Bob Speltz Land-O-Lakes Chapter’s Third And Last Winter Workshop Of The Year


Tom Juul, of Juul Restorations in Evansvillle, MN speaking at the BSLOL Winter Workshop – Note the variety of colors on the oil pan by clicking on the photo.

Today, with the help of historian Lee Wangstad and photographer Mark Proudfoot, we are reporting Live-ish from the popular Bob Speltz Land-O-Lakes Chapter’s Winter Workshop in Alexandrea, Minnesota. Surrounded by some of the best classic boating history in the country, the Minnesota Lakes Maritime Museum in Alexandrea, MN is a perfect venue for a winter workshop. Here’s their report.

Bob Speltz Land-O-Lake Chapter’s Winter Workshop #3
by Lee Wangstad & Mark Proudfoot

Just two days after having another 8″ of fresh snow dumped on us, I was more than ready for the Bob Speltz Land-O-Lakes Chapter’s third and last winter workshop of the year. These events are a winter tradition with the chapter going back as long as I can remember. Wait, even longer than that. My teachers at school keep telling me that I can’t remember my way past yesterday. What do they know?

This event was held at the Minnesota Lakes Maritime Museum, quite possibly the best public small boat museum here in the Midwest. Texx has been there, I’m sure he will back me up on this. Even though this workshop was located a good two hour drive from the Twin Cities, over 50 members made the trek to this unique setting in the great resort/lakes area in Alexandria, Minnesota. It was nice to see young people and families make it to the workshop.

Tom Juul, of Juul Restorations was the presenter, along with his assistant, Darrin Erlandsen. Tom’s first subject covered Chris-Craft Blue. Presenting 10 or 11 different cans, each labeled “Chris-Craft Blue,” he had painted a sample of each on a tired but still true oil pan. The difference was astounding. Even the ones direct from Chris-Craft didn’t match. Very interesting, but also very disturbing for someone going for 100 points. You’re at the judges mercy on this one, good luck!

_MG_0703 Juul LS_1
Tom brought in a 1957 Capri in the early stages of restoration. He admitted to owning this one himself, and the restoration was stretching out way too long. But he had the bottom on and went through the different bottoms that are available. He also had a list of “Top 10” items that you could do to get just one more year out of your current bottom, none of them good.

## SOURCE RECORDS
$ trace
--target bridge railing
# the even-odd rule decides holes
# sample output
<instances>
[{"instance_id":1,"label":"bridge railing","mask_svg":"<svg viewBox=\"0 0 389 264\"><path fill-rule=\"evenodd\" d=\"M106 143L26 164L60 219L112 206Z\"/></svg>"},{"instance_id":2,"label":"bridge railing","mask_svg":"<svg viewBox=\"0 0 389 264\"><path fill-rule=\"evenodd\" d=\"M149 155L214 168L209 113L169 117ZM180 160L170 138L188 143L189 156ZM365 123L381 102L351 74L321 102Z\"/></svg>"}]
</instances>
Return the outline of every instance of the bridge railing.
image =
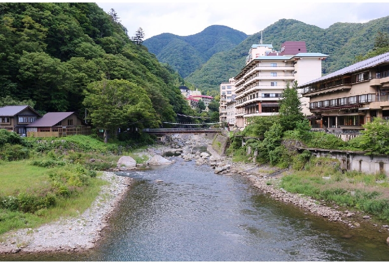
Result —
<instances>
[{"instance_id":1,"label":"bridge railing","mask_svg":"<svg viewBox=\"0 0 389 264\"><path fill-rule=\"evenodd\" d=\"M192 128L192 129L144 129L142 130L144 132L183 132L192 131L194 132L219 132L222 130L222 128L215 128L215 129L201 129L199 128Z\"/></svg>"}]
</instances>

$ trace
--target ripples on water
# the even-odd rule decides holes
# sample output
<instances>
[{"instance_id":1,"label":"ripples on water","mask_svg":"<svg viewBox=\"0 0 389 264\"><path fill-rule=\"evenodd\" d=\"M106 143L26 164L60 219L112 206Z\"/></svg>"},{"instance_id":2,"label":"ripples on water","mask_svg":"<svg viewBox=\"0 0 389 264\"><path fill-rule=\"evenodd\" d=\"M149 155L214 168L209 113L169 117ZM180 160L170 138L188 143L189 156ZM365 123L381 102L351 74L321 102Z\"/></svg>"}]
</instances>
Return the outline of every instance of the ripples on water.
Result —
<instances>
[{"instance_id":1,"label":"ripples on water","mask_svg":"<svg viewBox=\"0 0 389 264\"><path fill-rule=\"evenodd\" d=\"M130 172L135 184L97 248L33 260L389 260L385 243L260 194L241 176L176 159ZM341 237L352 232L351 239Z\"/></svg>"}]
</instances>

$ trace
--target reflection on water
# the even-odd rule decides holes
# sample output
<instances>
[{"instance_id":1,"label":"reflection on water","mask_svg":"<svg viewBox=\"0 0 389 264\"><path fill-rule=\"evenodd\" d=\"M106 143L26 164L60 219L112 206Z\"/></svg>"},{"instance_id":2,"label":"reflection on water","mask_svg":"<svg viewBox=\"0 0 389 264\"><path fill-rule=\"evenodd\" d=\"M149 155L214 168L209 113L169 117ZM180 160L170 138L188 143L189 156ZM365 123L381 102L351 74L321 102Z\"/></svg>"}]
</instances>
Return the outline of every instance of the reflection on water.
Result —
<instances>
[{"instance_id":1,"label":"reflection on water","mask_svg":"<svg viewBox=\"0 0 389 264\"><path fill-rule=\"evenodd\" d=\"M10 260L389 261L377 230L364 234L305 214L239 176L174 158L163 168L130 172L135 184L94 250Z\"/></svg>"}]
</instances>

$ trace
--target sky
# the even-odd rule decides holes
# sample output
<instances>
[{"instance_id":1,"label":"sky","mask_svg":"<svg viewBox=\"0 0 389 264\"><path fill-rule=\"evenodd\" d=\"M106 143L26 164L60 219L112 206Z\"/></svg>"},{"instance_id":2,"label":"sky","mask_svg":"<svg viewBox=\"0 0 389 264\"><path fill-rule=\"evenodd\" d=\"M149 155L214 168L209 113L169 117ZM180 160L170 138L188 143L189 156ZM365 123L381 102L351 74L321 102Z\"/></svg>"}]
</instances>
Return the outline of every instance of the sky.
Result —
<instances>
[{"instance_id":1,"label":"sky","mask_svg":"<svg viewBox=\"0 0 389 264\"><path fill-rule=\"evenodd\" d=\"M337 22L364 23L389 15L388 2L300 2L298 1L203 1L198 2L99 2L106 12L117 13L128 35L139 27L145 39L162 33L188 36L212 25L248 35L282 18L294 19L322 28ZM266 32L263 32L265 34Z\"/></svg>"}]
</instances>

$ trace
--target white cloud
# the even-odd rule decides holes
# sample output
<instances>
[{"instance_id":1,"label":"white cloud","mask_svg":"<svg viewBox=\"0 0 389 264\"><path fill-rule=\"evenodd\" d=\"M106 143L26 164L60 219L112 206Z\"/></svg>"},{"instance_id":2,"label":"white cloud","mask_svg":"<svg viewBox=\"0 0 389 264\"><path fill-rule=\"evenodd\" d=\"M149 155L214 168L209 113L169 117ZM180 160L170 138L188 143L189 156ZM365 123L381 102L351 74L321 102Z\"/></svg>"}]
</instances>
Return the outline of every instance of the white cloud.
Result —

...

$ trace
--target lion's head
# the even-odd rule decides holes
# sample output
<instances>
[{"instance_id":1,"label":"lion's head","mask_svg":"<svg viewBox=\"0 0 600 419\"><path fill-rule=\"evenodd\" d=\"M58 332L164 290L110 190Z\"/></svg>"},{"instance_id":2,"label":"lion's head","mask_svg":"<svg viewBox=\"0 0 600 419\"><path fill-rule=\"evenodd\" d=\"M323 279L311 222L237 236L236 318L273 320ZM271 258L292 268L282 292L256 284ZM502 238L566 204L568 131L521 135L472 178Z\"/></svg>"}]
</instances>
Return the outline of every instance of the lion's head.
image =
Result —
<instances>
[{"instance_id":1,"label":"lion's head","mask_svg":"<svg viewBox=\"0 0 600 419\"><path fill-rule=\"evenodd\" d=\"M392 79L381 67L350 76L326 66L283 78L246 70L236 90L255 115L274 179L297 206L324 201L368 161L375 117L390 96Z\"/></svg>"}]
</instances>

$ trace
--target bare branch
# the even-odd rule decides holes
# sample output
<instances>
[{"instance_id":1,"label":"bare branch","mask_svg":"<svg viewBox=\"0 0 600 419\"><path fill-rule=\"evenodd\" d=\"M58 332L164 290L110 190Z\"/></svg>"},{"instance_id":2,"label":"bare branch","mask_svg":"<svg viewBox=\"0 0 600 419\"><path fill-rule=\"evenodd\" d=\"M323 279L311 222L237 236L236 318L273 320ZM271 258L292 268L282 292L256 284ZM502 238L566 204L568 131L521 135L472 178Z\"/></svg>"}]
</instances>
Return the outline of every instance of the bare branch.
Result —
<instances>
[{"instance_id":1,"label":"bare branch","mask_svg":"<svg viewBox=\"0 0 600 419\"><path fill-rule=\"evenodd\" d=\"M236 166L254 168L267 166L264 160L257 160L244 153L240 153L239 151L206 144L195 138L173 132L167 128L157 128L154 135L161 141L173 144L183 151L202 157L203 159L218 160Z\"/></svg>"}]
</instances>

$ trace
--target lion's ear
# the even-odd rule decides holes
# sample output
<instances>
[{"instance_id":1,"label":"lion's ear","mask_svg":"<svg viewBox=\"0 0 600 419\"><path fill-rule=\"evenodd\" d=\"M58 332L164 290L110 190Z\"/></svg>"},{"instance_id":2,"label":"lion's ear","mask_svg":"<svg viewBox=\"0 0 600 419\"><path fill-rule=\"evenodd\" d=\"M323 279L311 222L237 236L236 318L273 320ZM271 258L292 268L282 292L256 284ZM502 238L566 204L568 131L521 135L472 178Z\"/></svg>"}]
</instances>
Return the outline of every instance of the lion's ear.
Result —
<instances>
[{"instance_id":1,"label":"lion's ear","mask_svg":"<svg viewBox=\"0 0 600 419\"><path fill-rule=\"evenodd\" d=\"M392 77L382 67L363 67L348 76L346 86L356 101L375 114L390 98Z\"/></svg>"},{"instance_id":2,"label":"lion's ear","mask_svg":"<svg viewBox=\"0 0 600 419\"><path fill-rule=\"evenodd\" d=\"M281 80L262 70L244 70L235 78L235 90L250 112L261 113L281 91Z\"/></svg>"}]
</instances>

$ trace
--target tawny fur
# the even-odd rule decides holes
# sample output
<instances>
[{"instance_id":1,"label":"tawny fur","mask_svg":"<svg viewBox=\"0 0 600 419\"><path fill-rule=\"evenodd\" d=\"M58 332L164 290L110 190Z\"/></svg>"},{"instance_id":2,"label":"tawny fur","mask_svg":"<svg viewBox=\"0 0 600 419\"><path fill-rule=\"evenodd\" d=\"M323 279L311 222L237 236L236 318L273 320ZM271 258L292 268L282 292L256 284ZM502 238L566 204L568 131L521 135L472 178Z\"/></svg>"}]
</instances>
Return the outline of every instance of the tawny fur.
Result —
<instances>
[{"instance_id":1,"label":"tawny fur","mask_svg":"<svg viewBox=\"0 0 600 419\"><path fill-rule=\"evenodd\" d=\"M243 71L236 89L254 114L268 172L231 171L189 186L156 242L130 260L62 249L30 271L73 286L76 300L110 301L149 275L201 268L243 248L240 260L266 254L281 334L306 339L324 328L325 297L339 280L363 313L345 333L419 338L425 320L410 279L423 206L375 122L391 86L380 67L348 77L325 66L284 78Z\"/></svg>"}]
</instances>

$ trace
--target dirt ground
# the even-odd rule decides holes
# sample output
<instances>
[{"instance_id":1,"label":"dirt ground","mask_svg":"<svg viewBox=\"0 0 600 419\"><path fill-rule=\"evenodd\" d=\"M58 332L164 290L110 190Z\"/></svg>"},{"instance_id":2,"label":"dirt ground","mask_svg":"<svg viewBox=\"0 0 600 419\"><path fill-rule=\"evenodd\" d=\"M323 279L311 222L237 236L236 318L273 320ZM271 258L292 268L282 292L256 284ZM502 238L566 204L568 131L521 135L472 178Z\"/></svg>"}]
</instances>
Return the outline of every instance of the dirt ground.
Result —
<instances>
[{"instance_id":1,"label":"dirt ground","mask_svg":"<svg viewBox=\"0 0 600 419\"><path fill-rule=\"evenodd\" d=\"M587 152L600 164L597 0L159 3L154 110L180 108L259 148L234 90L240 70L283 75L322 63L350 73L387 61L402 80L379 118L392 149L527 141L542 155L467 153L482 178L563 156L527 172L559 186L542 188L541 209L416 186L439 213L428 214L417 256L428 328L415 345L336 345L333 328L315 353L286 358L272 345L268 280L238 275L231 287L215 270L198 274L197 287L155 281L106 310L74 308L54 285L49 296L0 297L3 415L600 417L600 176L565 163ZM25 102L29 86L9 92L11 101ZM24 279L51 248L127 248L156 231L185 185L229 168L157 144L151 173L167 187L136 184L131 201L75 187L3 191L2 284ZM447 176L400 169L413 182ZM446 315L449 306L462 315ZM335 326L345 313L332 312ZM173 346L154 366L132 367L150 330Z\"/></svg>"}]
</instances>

## WHAT YOU NEED TO DO
**a)** Find and copy every line of the records that contains the word "branch".
**b)** Continue the account of the Bob Speltz Land-O-Lakes Chapter winter workshop, picking up after its final sentence.

## REPLIES
**a)**
--target bare branch
[{"instance_id":1,"label":"bare branch","mask_svg":"<svg viewBox=\"0 0 600 419\"><path fill-rule=\"evenodd\" d=\"M58 332L164 290L110 190Z\"/></svg>"},{"instance_id":2,"label":"bare branch","mask_svg":"<svg viewBox=\"0 0 600 419\"><path fill-rule=\"evenodd\" d=\"M323 279L311 222L237 236L236 318L273 320ZM271 258L292 268L282 292L256 284ZM502 238L566 204L568 131L521 135L472 178Z\"/></svg>"}]
Return the outline of every instance of the bare branch.
[{"instance_id":1,"label":"bare branch","mask_svg":"<svg viewBox=\"0 0 600 419\"><path fill-rule=\"evenodd\" d=\"M236 166L254 168L267 166L264 160L257 160L244 153L240 153L239 151L206 144L195 138L173 132L167 128L157 128L154 135L161 141L173 144L183 151L202 157L203 159L218 160Z\"/></svg>"}]

**b)**
He told of the boat that came into his shop with the chine repaired with galvanized sheet metal and roofing cement. He quickly discounted this approach, and gave us nine more ways to make a real restoration more difficult with band-aid applications.

_MG_0717-Juul Bottom humor_1
Tom’s “Top 10” list on the white board in the above photo notes:

How to get one more season out of “Old Leaky?”

1. Galvanized flashing, tacs and sheet rock screws.
2. Just plywood it.
3. Just epoxy it – inside, outside, or both.
4. Just refasten it.
5. Sprinkle sawdust on the water.
6. Cell foam buoys.
7. Give it a Tahoe bottom.
8. Buy 3 bilge pumps, inflatable raft + flares.
9. Buy a good boat lift & time your boat rides.
10. Paint “HELP” under a seat base.

The day got more interesting as more subjects came and went, with question and answer periods between each. Next came the best professional subject of all: how to easily turn a boat over.

01 Flip-IMG_0776_1
After seeing a few videos of how not to do it, Tom and Darrin did the job splendidly without the audience and a couple of cases of beer, the usual tried and true method of doing this for the amateur.

02 Flip-IMG_0778_1
Using a couple of chain hoists, with hooks bolted into the stem and transom, the boat was very easily lifted and flipped by the two of them, and without a hitch.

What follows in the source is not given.